Prompt: Rewrite the rows below as a numbered list, and leave out any blank lines.

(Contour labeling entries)

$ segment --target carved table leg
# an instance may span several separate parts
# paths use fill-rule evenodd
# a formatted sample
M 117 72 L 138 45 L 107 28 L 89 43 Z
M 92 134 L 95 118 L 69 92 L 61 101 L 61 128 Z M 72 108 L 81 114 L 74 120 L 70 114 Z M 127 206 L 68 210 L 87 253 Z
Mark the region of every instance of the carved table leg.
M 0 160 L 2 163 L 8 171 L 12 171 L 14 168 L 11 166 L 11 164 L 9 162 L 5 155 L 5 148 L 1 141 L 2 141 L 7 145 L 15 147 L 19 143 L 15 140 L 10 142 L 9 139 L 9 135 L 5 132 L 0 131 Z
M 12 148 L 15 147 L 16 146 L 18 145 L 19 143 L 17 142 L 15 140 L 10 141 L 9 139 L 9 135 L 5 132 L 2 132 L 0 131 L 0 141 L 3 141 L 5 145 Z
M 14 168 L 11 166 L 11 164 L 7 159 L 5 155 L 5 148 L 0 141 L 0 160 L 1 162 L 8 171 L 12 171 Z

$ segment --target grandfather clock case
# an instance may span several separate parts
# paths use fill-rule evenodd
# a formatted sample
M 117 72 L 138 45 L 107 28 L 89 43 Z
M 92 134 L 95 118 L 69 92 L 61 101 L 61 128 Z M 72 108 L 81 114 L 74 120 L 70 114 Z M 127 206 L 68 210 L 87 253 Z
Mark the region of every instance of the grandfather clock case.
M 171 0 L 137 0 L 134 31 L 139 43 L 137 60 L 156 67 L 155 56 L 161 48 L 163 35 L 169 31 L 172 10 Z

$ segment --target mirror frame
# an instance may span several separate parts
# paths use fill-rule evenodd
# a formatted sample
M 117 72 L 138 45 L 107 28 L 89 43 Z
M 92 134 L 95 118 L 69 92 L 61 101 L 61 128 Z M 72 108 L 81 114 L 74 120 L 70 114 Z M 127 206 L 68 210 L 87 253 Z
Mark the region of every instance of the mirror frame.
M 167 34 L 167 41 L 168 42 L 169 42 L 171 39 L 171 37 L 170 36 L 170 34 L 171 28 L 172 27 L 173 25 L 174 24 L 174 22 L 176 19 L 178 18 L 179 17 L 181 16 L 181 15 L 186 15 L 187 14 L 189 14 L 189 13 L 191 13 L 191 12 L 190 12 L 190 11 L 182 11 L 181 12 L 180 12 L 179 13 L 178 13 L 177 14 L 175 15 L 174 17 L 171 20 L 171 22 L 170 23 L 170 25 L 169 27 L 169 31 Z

Answer to this task:
1. $ segment --target carved table leg
2. # an instance may span several separate parts
3. # paths use fill-rule evenodd
4. # a formatted sample
5. M 117 72 L 138 45 L 107 28 L 89 43 Z
6. M 92 134 L 95 118 L 69 92 L 61 101 L 61 128 Z M 72 108 L 81 114 L 74 120 L 70 114 Z M 127 206 L 68 210 L 87 253 Z
7. Mark the region of every instance of the carved table leg.
8. M 0 160 L 2 163 L 8 171 L 12 171 L 14 168 L 11 166 L 11 164 L 9 162 L 5 155 L 5 148 L 1 141 L 2 141 L 7 145 L 15 147 L 19 143 L 15 140 L 10 142 L 9 139 L 9 135 L 5 132 L 0 131 Z
9. M 12 148 L 15 147 L 16 146 L 18 145 L 19 143 L 17 142 L 15 140 L 10 141 L 9 139 L 9 135 L 5 132 L 2 132 L 0 131 L 0 141 L 3 141 L 5 145 Z
10. M 14 168 L 11 166 L 11 164 L 7 159 L 5 155 L 5 148 L 0 141 L 0 160 L 1 162 L 8 171 L 12 171 Z
11. $ segment --target grandfather clock case
12. # an instance may span several separate parts
13. # paths use fill-rule evenodd
14. # a formatted sample
15. M 117 72 L 138 45 L 107 28 L 89 43 Z
16. M 92 134 L 95 118 L 69 92 L 61 101 L 61 128 Z M 72 108 L 81 114 L 74 120 L 70 114 Z M 127 206 L 68 210 L 87 253 Z
17. Mark the region of every instance of the grandfather clock case.
18. M 171 0 L 137 0 L 134 31 L 139 43 L 137 60 L 156 67 L 155 56 L 161 48 L 163 35 L 169 31 L 172 10 Z
19. $ segment --target mirror frame
20. # an instance may span several separate parts
21. # paths use fill-rule evenodd
22. # a formatted sample
23. M 117 72 L 138 45 L 107 28 L 89 43 Z
24. M 92 134 L 95 118 L 69 92 L 61 101 L 61 128 Z M 72 108 L 81 114 L 74 120 L 70 114 Z M 127 206 L 68 210 L 87 253 Z
25. Mark the region of every instance of the mirror frame.
26. M 167 34 L 167 41 L 168 42 L 169 42 L 171 39 L 171 37 L 170 36 L 170 34 L 171 28 L 172 27 L 173 25 L 174 24 L 174 22 L 176 19 L 178 18 L 179 17 L 181 16 L 181 15 L 186 15 L 187 14 L 189 14 L 189 13 L 191 13 L 191 12 L 190 12 L 190 11 L 182 11 L 181 12 L 180 12 L 179 13 L 178 13 L 177 14 L 175 15 L 174 17 L 171 20 L 171 22 L 170 23 L 170 25 L 169 27 L 169 31 Z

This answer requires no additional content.